Document excerpt —
◇ ◇ ◇ ◇

A new study aimed at treating hepatitis C is suggesting that speeding up
a virus's ability to mutate could ultimately cause the virus to
overmutate and die off. University of California, San Francisco
researchers have discovered that one of the few drugs available to treat
hepatitis C, ribavirin, works by overwhelming the virus with a flood of
mutations. "That ribavirin destroys viruses by generating excess
mutations comes as a big surprise because viruses that the drug attacks,
those with RNA [ribonucleic acid] as their genetic material, usually
profit from their ability to mutate," said Shane Crotty, a graduate
student in UCSF's department of microbiology and immunology. "RNA
viruses like HIV and the influenza virus use a naturally high mutation
rate to avoid and escape most treatments and vaccines. "These viruses
are incredibly clever. They use mutations to get around almost anything.

◇ ◇ ◇ ◇

Using the information —
- a) Rewrite the paragraph of the hepatitis C excerpt that begins "A new study aimed at treating hepatitis C" in a shorter form, keeping its main facts.
- b) Transcribe the part of the hepatitis C excerpt starting at "A new study" and ending at "around almost anything.".

Extracted material —
◇ ◇ ◇ ◇

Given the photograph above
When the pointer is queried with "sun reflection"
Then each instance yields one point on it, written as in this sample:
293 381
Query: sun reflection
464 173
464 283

◇ ◇ ◇ ◇

Activity answers —
- a) University of California, San Francisco researchers found that ribavirin, one of the few drugs available for hepatitis C, works by overwhelming the virus with mutations. This suggests that speeding up a virus's mutation could make it overmutate and die off. Shane Crotty, a graduate student in UCSF's department of microbiology and immunology, called this a big surprise. RNA viruses usually profit from mutating, and viruses such as HIV and influenza use a naturally high mutation rate to escape most treatments and vaccines.

- b)
A new study aimed at treating hepatitis C is suggesting that speeding up
a virus's ability to mutate could ultimately cause the virus to
overmutate and die off. University of California, San Francisco
researchers have discovered that one of the few drugs available to treat
hepatitis C, ribavirin, works by overwhelming the virus with a flood of
mutations. "That ribavirin destroys viruses by generating excess
mutations comes as a big surprise because viruses that the drug attacks,
those with RNA [ribonucleic acid] as their genetic material, usually
profit from their ability to mutate," said Shane Crotty, a graduate
student in UCSF's department of microbiology and immunology. "RNA
viruses like HIV and the influenza virus use a naturally high mutation
rate to avoid and escape most treatments and vaccines. "These viruses
are incredibly clever. They use mutations to get around almost anything.